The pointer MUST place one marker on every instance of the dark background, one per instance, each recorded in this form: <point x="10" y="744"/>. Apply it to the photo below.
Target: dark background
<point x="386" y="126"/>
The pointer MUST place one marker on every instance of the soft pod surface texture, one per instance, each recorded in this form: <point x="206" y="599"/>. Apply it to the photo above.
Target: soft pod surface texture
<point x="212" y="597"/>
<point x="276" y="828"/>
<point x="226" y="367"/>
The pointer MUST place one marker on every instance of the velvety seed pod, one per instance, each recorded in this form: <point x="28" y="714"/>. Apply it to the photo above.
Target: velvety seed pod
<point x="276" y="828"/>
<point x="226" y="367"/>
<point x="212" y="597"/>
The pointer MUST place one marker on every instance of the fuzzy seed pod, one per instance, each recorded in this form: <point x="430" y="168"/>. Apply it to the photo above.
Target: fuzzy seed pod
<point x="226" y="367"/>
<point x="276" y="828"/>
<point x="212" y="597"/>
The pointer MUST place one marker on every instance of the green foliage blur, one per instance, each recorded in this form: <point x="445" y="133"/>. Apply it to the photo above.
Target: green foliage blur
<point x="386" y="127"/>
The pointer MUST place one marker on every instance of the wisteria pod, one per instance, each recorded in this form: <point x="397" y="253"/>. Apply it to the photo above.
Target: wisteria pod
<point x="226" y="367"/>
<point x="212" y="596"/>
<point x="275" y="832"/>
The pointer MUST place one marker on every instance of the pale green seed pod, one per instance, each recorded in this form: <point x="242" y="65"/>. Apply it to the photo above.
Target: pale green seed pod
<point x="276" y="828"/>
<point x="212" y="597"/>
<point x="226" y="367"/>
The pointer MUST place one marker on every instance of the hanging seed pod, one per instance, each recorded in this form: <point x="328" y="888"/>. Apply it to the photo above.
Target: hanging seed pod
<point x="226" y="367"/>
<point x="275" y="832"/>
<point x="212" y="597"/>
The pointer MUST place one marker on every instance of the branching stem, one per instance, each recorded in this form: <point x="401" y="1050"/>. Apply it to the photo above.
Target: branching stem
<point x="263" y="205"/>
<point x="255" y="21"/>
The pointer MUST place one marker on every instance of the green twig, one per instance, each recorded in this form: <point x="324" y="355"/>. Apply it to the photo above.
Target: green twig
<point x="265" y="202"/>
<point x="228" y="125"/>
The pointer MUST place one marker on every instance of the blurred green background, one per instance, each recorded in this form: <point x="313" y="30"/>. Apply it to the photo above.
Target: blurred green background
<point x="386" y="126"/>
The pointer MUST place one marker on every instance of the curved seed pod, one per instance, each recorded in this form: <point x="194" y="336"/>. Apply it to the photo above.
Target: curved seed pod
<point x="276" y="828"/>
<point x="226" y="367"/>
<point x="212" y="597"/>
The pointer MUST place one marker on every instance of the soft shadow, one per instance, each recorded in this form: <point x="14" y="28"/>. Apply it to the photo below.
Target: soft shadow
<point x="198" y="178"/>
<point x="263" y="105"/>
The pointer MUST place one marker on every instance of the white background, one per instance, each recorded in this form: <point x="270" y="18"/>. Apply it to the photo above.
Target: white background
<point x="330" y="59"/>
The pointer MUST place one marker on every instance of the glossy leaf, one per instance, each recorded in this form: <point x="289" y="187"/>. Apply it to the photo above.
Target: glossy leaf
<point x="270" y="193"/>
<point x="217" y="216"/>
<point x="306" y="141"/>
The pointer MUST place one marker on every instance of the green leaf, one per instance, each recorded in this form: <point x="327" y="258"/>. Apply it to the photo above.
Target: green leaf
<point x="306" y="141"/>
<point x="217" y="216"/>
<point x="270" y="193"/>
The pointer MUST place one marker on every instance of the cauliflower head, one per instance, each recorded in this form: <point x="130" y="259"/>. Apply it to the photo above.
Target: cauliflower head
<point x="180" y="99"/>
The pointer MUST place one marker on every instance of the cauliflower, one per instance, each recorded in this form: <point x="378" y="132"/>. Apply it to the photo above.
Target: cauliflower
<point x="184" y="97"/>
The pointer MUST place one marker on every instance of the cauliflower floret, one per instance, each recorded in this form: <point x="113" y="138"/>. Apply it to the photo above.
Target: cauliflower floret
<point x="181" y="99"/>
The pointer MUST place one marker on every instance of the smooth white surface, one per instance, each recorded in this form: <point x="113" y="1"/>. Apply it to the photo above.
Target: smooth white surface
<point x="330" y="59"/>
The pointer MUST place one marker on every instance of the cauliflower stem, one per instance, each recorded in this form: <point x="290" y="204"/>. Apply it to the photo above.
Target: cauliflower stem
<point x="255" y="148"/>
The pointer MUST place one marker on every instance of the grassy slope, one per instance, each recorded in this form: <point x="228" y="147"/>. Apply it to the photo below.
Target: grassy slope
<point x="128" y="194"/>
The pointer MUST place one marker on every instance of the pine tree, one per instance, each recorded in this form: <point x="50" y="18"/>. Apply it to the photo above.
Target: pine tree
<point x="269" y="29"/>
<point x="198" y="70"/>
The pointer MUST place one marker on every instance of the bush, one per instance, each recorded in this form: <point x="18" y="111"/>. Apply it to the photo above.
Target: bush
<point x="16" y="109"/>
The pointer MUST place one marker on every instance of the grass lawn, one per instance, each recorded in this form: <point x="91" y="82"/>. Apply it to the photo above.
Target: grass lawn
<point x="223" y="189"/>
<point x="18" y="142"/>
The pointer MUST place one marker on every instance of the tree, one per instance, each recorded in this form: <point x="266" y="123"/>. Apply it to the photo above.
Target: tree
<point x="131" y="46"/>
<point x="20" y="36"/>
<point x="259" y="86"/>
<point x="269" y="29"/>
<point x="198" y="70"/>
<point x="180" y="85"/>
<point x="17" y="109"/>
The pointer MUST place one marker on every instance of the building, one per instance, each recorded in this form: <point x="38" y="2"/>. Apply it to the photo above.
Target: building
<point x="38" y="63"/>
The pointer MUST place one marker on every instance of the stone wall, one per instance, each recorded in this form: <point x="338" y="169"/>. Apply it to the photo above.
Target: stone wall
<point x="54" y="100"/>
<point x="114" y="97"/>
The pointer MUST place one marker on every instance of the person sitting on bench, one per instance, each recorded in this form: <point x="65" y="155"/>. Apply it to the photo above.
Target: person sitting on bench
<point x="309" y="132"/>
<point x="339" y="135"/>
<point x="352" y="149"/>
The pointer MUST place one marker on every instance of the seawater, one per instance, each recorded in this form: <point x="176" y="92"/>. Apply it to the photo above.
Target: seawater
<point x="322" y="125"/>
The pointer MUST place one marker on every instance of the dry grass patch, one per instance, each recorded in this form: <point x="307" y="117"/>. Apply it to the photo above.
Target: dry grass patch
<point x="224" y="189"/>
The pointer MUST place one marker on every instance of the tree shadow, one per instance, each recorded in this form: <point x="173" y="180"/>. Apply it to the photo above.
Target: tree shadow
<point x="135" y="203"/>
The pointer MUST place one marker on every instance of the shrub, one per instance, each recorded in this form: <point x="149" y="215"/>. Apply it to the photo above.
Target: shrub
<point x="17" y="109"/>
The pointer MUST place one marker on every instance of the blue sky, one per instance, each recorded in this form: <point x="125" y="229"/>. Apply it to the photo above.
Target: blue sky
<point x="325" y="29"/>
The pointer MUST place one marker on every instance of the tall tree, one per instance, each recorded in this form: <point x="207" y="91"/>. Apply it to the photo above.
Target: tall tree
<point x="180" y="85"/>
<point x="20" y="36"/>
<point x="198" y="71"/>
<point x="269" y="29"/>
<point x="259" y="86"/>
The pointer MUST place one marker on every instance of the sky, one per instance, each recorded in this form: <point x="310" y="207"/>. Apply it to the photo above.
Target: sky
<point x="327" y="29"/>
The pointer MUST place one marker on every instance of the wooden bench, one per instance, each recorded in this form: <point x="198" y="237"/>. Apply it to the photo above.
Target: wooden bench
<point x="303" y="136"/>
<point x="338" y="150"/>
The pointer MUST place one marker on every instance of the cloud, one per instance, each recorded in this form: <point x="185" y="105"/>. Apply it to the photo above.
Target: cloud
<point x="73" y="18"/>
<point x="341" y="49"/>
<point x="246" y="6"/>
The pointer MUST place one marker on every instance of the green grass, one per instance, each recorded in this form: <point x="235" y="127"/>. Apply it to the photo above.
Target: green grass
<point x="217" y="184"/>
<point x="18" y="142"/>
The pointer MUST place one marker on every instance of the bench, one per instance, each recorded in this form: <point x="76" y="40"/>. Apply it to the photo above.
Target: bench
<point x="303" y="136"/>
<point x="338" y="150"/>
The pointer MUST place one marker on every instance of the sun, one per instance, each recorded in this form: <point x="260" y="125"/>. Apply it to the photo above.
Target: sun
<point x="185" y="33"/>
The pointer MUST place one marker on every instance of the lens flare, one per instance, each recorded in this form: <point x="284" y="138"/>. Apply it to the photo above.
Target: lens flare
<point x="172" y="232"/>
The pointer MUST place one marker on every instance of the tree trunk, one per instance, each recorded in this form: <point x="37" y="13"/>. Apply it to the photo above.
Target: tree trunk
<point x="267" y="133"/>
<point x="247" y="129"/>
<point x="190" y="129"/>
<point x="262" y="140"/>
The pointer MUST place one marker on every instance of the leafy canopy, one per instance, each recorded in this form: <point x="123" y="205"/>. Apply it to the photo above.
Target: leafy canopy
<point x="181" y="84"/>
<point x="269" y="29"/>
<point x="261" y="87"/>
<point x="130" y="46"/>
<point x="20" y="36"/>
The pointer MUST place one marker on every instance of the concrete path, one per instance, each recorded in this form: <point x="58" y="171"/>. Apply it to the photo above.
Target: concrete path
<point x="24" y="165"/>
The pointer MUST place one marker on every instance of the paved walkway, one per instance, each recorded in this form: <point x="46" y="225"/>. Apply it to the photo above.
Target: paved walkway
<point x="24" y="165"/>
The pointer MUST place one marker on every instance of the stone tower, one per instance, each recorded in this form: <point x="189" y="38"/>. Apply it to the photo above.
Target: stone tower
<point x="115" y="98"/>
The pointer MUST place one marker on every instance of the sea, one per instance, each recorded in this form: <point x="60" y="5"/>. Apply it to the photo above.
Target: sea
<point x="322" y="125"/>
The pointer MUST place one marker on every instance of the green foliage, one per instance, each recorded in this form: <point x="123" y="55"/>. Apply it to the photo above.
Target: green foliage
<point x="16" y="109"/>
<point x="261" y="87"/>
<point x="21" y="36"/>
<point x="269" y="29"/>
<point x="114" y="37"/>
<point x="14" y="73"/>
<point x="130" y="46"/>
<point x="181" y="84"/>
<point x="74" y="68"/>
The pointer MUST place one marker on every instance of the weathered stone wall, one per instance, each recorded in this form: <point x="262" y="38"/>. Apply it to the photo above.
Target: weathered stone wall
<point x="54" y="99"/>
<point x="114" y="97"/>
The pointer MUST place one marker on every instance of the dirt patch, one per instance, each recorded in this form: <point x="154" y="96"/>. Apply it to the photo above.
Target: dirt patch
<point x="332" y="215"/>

......

What you are asked to do
Please tally the lines of the data in which the string "below" appears and write only the total.

Answer to the problem
3